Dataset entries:
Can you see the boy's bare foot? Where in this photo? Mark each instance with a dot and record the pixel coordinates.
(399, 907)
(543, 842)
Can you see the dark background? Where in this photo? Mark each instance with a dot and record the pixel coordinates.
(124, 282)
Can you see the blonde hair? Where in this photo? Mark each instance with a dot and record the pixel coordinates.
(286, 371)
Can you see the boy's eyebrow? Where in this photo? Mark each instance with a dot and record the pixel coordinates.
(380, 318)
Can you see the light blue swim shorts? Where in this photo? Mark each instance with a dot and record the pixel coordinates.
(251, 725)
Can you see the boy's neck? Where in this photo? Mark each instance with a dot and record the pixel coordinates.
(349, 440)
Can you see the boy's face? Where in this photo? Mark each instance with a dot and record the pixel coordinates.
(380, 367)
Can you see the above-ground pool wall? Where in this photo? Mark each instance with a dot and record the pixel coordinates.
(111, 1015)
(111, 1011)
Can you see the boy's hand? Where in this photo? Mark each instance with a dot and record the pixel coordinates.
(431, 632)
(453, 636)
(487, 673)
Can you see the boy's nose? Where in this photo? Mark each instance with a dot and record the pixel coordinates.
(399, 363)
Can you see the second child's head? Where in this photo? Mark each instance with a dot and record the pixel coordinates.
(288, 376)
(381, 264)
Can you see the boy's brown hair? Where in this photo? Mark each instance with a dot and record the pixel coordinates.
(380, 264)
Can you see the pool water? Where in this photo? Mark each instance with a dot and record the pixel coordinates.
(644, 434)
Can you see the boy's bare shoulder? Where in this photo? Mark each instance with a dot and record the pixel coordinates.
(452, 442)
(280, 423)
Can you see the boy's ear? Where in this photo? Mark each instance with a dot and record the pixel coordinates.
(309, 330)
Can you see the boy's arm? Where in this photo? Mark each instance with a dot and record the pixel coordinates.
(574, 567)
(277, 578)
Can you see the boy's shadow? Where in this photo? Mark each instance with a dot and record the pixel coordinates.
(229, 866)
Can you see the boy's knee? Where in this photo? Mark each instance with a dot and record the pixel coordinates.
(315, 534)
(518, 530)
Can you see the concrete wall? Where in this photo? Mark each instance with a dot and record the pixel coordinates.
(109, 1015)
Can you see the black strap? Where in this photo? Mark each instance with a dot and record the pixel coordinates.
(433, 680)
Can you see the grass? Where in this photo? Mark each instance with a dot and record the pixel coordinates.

--

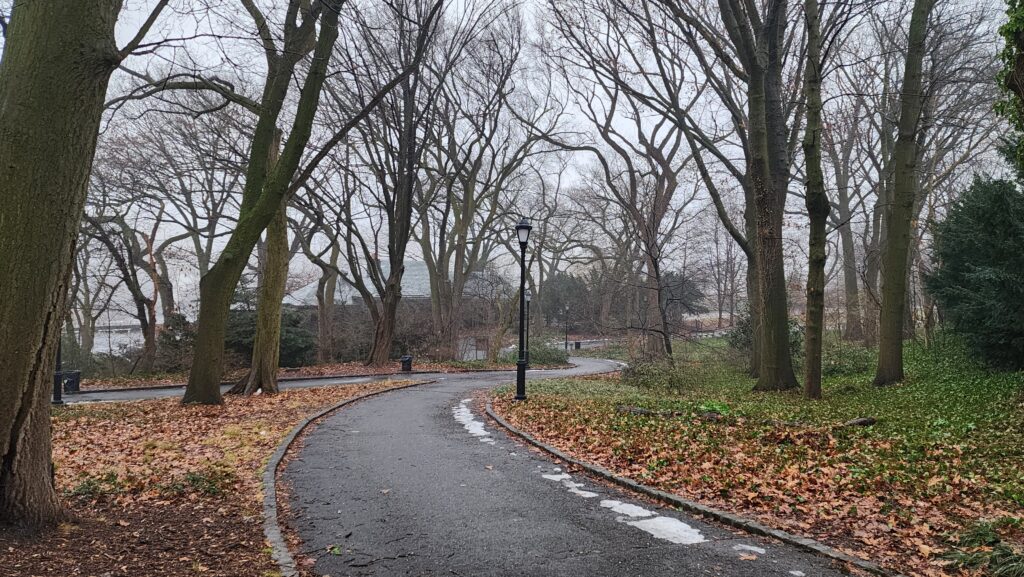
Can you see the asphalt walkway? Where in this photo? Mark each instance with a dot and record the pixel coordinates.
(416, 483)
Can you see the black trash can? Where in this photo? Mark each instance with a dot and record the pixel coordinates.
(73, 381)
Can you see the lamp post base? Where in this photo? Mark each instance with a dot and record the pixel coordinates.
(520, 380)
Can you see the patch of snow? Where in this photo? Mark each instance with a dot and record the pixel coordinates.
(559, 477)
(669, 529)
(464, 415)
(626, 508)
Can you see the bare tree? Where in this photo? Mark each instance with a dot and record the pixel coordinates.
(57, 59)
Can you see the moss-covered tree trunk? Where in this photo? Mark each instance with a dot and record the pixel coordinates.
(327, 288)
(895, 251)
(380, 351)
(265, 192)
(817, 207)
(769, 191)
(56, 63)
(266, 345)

▶ [Task prompt]:
Take the lines above from the one containing "Can you see the black strap?" to the one containing "Can you see the grass?" and retype them exactly, both ends included, with nothing added.

▶ [Response area]:
Can you see the black strap? Where in this photo? Mark each instance with a dot and record the pixel coordinates.
(433, 680)
Can you see the grass? Where in this photo? Mark each instance with a dot and record the pixel coordinates.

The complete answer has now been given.